> _Exercise aim_:
Output as a numbered list the lines of the material below, from the line containing "TARGET: the blurred foliage" up to and including the last line of the material, leaving out any blank lines.

> _Data records_:

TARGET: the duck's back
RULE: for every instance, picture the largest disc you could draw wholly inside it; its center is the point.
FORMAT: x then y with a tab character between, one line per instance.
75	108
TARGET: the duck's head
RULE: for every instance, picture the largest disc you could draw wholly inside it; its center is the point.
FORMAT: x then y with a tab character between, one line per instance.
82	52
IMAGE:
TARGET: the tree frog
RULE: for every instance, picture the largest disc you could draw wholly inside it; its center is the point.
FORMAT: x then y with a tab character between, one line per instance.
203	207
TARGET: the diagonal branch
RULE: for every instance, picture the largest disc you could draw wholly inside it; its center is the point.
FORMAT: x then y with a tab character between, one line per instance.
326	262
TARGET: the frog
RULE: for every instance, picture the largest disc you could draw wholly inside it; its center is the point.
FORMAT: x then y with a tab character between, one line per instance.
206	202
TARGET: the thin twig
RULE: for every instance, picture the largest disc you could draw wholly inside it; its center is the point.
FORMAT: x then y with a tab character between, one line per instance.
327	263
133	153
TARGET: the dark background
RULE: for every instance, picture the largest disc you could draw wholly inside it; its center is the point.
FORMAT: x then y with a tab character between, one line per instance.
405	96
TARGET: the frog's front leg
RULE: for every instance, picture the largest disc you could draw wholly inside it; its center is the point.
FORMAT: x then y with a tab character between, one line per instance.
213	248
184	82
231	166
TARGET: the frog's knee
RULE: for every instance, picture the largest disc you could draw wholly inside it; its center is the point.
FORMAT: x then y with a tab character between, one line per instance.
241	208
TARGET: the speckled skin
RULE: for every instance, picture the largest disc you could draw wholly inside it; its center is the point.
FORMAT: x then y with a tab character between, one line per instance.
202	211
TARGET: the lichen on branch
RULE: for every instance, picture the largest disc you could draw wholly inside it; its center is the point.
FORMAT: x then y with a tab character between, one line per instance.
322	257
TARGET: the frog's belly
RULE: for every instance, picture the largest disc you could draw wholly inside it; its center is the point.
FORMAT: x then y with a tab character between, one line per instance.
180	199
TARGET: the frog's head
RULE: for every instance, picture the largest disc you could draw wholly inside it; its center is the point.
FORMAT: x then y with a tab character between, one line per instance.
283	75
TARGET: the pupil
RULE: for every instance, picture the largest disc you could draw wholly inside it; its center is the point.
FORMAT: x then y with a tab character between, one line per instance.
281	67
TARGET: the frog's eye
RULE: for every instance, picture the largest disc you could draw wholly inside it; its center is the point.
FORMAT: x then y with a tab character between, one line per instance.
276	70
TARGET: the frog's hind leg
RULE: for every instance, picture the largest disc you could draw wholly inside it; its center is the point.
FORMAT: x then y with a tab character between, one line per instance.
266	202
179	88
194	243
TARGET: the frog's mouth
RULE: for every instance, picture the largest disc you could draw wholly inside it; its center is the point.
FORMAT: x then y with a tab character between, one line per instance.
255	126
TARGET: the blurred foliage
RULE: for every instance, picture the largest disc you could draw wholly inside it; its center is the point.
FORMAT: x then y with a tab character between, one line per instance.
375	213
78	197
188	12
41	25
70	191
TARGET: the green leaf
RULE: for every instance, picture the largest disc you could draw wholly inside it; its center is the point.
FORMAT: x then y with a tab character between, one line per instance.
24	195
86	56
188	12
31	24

> _Output for this exercise_:
1. TARGET: the blurred foliage
2. RULE: for every instance, picture the largest disc you could draw wholly inside it; its center is the point.
3. FORMAT: x then y with a tab character between, one line per instance.
4. 375	213
5. 78	197
6. 188	12
7. 41	25
8. 70	191
9. TARGET: the green leaf
10. RULE: for every instance, picture the largest disc you could draw wholly inside it; its center is the point.
11. FORMAT: x then y with a tab character between, one line per instance.
12. 24	195
13. 86	56
14. 188	12
15. 31	24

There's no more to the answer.